Aim of the exercise ::
Return each line of the records below that contains the word "bell", copying every such line in full.

Raw data ::
════════════════════

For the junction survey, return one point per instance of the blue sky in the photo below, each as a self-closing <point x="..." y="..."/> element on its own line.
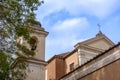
<point x="69" y="22"/>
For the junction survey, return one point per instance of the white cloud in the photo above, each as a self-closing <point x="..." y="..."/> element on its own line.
<point x="65" y="35"/>
<point x="98" y="8"/>
<point x="71" y="25"/>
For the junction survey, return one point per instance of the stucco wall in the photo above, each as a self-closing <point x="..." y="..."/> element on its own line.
<point x="110" y="72"/>
<point x="51" y="70"/>
<point x="71" y="59"/>
<point x="36" y="72"/>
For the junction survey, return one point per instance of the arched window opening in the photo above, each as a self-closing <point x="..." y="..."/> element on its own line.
<point x="33" y="43"/>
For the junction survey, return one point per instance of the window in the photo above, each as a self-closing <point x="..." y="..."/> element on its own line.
<point x="33" y="43"/>
<point x="71" y="66"/>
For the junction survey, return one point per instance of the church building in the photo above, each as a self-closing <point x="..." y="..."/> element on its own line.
<point x="89" y="60"/>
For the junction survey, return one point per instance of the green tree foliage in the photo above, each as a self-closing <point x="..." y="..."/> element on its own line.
<point x="14" y="17"/>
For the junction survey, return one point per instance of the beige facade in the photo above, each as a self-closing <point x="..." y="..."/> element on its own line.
<point x="83" y="52"/>
<point x="36" y="68"/>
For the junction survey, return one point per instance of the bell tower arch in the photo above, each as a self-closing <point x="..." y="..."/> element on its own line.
<point x="37" y="40"/>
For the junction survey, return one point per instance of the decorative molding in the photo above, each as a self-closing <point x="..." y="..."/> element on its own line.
<point x="95" y="66"/>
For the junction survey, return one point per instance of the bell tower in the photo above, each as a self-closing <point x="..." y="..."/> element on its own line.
<point x="37" y="40"/>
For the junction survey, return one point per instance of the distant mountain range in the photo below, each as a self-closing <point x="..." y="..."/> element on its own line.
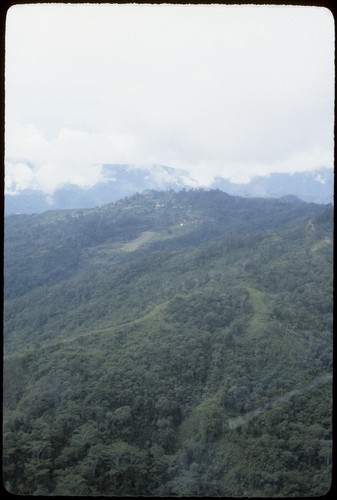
<point x="125" y="180"/>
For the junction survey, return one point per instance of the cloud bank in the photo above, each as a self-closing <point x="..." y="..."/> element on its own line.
<point x="215" y="90"/>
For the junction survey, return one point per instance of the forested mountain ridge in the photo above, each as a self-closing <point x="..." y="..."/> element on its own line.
<point x="119" y="181"/>
<point x="169" y="344"/>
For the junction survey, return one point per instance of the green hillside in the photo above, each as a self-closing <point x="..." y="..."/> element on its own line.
<point x="169" y="344"/>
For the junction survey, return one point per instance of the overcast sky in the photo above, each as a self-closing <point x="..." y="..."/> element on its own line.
<point x="223" y="90"/>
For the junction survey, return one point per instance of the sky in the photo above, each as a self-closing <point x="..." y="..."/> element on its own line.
<point x="217" y="90"/>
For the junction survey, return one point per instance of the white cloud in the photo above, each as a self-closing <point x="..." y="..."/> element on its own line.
<point x="217" y="90"/>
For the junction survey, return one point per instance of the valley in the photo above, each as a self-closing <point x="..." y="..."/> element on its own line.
<point x="169" y="344"/>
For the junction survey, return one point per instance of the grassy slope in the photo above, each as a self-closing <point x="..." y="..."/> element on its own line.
<point x="155" y="371"/>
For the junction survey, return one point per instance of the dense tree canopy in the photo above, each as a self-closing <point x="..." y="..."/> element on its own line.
<point x="169" y="344"/>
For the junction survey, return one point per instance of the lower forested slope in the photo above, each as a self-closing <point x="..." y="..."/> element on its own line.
<point x="169" y="344"/>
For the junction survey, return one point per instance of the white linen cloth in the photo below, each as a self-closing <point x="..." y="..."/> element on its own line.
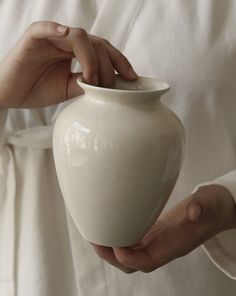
<point x="190" y="44"/>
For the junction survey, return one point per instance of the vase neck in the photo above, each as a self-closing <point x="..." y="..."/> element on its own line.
<point x="143" y="90"/>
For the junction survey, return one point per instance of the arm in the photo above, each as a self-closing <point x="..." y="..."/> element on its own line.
<point x="208" y="211"/>
<point x="37" y="71"/>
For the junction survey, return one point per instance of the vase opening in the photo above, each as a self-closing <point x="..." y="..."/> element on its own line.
<point x="142" y="89"/>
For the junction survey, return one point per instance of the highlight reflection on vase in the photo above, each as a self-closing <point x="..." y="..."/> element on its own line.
<point x="118" y="153"/>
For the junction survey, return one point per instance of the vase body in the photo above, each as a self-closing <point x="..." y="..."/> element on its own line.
<point x="118" y="153"/>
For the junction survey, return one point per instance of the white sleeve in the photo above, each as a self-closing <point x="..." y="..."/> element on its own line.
<point x="3" y="117"/>
<point x="221" y="249"/>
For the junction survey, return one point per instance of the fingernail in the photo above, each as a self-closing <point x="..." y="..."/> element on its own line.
<point x="131" y="73"/>
<point x="194" y="212"/>
<point x="94" y="79"/>
<point x="61" y="29"/>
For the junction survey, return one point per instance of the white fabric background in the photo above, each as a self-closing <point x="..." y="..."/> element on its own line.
<point x="190" y="44"/>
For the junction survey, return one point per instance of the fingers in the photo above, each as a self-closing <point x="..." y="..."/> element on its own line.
<point x="135" y="259"/>
<point x="118" y="60"/>
<point x="73" y="90"/>
<point x="97" y="57"/>
<point x="86" y="55"/>
<point x="214" y="204"/>
<point x="106" y="71"/>
<point x="108" y="255"/>
<point x="45" y="30"/>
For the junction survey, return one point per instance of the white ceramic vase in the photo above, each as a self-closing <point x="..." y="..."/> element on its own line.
<point x="118" y="153"/>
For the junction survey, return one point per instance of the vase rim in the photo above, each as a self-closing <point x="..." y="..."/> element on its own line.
<point x="142" y="85"/>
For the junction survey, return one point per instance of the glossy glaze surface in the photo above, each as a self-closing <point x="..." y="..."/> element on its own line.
<point x="118" y="153"/>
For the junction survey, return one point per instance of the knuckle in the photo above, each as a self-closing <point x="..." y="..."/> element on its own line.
<point x="98" y="45"/>
<point x="105" y="41"/>
<point x="81" y="33"/>
<point x="128" y="271"/>
<point x="147" y="269"/>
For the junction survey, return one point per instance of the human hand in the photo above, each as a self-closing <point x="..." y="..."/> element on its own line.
<point x="177" y="232"/>
<point x="37" y="71"/>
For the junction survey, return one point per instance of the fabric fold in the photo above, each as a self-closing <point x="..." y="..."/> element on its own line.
<point x="221" y="249"/>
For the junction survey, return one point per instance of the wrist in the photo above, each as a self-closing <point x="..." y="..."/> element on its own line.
<point x="223" y="206"/>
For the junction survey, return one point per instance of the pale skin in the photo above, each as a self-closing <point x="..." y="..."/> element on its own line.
<point x="37" y="73"/>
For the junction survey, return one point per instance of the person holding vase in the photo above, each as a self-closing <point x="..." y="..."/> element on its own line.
<point x="189" y="44"/>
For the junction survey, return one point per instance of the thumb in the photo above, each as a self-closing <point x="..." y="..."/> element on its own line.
<point x="73" y="89"/>
<point x="46" y="29"/>
<point x="201" y="204"/>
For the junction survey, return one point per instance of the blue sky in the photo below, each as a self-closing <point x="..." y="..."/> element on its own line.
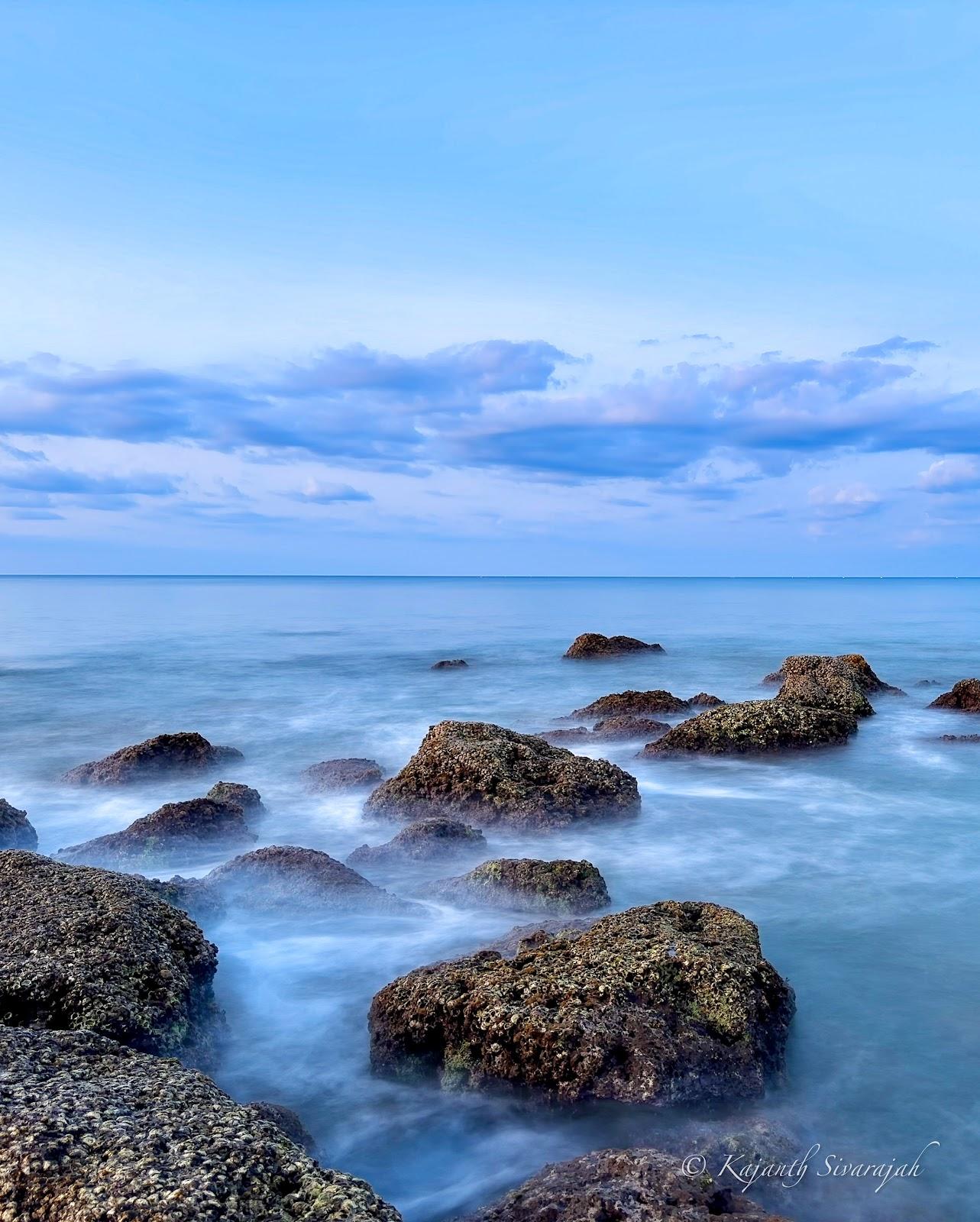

════════════════════

Worked solution ::
For the junction survey, return one point per instance of the bell tower arch in the photo above, each as a self-closing <point x="..." y="..."/> element on its own line.
For the junction survey, return one point per instance of the bell tower in the photo above, each as a self-closing <point x="..." y="..."/> element on its own line.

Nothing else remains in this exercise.